**Text provided**:
——————————
Vulnera-phobia is a term we use at Nysa Therapy that means exactly what it sounds like: The fear of being vulnerable. We often think of this fear as something that we, as therapists, are meant to resolve in our patients and clients. But we also see how the fear of sharing emotions with clients in therapy shows up for clinicians, and how it can become problematic for both mental health professionals and the people they treat.
Unfortunately, vulnera-phobia originates in numerous therapist training and education programs, so it’s no wonder that so many therapists are affected by it. These programs don’t create the fear on purpose. The fear comes as a result of teaching therapists to be detached observers of their patients and to believe their personal feelings are a problem to be managed in a therapeutic setting. Such thinking requires therapists to obsessively hold back their emotions, and by extension, to deny the very thing that makes them human.
Therapists are taught they are doing something wrong if they have and reveal their emotions, but what if there was another way of thinking about it?
One of our cures to Vulnera-phobia is Feminist Therapy. Feminist therapy says that the patient and therapist are a couple, a team together. For this team to function, both the therapist and patient must be vulnerable. You can’t be a feminist-informed therapist and be afraid of being vulnerable. You have to jump into the relationship with all of who you are. You must become what Harry Stack Sullivan called the “participant observer.” Of course, you must be detached and objective. You are a clinician, after all. But, you also must be a vulnerable participant in the life of your patient, because ultimately it is emotional connection that heals.
Your patients need the secure attachment with you they did not get as a child in order to get to the root causes of their suffering.
Being a participant observer is, in many ways, simply responding to your patient from both hemispheres of your brain–right and left. Your left brain is a detached and rational observer of what is in front of you. It analyzes. Your right brain engages and connects with what is in front of you. It does not analyze. It has its own intelligence and understanding that require vulnerability and openness to function well. American psychologist Allan Schore notes that the right brain is where psychopathology resides. This leads to a conclusion that going directly to your patient’s right brain is the most effective approach to treatment. Countless cases at the Nysa Clinic demonstrate how critical this type of intervention is to healing personality disorder.
Therapists must be willing to express their vulnerability with patients and clients to engage with that right brain connection. Not only does this lead to a stronger alliance between patient and therapist — it allows therapists to be more of their full selves in practice, rather than stifling parts of who they are or experiencing shame in response to their own emotions.
At Nysa Therapy, we utilize techniques in feminist therapy to meet our patients at the heart of their struggles, and we work thoughtfully to address the fear of sharing emotions with clients in therapy. This training and practice, coupled with ongoing consultation and supervision amongst other Nysa Therapists, leads to a much more fulfilling therapeutic experience that helps patients heal and clinicians thrive.
——————————
Summarize the text on vulnera-phobia in two sentences. The items that come next are not required for this work.

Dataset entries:
——————————
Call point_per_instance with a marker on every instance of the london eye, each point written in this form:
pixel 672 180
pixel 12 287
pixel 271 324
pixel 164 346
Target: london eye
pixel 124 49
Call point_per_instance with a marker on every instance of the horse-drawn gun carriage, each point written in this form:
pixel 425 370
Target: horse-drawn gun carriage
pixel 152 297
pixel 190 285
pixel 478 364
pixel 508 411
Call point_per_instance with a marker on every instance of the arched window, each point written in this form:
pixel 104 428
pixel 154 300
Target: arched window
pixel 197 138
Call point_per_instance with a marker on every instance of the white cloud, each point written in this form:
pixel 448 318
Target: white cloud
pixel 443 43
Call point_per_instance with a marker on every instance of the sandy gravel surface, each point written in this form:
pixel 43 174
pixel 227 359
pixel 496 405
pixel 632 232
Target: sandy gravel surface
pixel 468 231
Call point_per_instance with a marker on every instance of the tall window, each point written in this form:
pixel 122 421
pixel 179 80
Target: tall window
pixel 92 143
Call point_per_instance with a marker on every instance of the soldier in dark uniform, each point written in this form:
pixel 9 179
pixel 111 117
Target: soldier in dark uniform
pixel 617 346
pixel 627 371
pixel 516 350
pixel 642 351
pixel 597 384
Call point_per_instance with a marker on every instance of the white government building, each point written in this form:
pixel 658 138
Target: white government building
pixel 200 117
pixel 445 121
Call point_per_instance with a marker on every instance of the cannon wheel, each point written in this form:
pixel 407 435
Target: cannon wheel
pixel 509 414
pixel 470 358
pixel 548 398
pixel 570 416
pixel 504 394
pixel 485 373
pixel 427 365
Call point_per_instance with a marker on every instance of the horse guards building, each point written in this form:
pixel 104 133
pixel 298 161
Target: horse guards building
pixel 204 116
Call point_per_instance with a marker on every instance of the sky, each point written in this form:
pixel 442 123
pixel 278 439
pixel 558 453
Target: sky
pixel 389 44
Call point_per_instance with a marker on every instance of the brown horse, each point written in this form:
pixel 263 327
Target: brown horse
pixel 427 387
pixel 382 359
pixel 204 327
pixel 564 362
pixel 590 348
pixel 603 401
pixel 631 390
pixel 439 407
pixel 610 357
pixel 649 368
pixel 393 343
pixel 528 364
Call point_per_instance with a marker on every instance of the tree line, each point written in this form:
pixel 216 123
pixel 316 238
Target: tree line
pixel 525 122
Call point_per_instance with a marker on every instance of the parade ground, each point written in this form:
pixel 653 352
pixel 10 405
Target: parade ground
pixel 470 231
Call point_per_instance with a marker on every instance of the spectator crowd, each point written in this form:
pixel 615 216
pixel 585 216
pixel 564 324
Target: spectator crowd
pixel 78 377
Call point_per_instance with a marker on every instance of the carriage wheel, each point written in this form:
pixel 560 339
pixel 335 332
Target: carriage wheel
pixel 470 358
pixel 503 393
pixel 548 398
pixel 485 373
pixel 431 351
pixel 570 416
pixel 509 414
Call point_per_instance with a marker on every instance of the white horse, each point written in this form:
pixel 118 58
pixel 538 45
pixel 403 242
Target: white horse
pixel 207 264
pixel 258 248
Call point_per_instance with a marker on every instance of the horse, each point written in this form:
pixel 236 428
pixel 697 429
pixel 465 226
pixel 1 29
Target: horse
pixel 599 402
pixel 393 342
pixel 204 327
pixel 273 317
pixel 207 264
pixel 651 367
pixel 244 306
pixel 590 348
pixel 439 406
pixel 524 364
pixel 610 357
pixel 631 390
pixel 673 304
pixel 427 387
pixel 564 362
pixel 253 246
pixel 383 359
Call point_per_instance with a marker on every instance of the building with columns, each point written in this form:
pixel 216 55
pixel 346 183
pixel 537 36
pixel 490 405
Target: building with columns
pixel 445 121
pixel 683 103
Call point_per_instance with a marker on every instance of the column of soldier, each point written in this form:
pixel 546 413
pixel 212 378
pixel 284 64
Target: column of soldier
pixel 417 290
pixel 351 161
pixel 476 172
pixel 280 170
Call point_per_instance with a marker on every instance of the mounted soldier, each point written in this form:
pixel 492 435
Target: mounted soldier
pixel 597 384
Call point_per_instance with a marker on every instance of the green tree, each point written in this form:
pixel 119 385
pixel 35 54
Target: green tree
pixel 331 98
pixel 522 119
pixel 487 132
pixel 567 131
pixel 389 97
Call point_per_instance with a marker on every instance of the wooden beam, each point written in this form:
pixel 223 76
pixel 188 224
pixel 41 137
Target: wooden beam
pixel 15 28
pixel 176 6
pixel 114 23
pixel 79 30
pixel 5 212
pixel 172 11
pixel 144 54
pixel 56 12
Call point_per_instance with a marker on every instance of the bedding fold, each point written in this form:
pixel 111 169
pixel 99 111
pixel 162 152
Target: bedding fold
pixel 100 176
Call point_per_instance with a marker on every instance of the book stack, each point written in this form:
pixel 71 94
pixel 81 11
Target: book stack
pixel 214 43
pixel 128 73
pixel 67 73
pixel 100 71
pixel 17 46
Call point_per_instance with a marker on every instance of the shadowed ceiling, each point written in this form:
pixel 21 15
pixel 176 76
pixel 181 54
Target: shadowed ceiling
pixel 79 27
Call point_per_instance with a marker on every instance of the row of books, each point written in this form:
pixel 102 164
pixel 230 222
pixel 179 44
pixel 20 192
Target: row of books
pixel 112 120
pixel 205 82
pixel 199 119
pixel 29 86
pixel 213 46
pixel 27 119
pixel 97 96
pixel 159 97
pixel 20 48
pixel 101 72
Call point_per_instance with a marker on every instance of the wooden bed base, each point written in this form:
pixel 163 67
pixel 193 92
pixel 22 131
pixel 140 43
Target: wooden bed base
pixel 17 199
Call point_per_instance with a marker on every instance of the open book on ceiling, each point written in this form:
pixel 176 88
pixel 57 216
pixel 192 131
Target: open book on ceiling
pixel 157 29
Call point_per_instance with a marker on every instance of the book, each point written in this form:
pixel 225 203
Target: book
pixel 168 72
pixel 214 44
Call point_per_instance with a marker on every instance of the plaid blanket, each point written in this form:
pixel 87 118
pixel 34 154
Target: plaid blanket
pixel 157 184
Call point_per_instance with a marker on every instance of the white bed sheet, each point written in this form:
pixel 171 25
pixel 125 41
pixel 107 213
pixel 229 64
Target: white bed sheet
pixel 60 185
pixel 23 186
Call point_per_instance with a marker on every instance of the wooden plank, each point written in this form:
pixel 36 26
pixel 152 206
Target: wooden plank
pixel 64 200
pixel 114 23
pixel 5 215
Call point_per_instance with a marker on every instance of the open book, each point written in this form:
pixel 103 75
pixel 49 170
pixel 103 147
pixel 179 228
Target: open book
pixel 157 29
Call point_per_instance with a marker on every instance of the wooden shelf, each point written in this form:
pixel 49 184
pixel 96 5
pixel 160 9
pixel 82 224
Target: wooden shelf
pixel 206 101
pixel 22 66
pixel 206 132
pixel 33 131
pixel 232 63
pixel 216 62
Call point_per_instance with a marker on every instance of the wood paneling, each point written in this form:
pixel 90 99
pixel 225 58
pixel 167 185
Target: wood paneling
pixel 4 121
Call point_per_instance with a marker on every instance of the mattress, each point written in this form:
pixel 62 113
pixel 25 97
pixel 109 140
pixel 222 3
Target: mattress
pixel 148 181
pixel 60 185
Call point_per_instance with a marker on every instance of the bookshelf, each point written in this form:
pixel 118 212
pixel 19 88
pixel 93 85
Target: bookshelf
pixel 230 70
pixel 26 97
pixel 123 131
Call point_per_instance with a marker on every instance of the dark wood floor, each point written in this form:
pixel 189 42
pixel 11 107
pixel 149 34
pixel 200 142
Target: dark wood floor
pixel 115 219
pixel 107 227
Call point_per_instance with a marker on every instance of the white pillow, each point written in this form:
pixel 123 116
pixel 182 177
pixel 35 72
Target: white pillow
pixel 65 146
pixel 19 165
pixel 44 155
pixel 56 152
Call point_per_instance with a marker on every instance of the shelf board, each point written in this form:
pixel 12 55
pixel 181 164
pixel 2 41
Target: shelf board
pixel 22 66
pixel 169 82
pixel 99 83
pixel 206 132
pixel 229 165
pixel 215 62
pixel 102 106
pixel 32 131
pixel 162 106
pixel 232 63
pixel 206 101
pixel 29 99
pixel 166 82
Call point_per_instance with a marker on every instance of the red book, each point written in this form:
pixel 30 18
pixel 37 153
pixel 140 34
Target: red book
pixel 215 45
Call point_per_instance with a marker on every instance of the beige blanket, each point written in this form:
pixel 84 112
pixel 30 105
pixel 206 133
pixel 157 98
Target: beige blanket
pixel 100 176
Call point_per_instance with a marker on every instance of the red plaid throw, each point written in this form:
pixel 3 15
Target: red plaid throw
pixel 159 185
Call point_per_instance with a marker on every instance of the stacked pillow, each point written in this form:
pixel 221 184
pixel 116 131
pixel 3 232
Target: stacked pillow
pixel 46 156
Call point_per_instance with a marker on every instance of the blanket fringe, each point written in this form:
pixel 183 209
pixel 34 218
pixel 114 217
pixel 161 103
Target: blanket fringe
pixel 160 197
——————————
**Output below**: Vulnera-phobia, a term used at Nysa Therapy, is the fear of being vulnerable, and it originates in many therapist training programs that teach therapists to be detached observers and to treat their personal feelings as a problem to be managed. As one cure, Nysa Therapy uses feminist therapy, in which patient and therapist form a team and the therapist becomes a "participant observer" who is both objective and vulnerable, because emotional connection is what heals.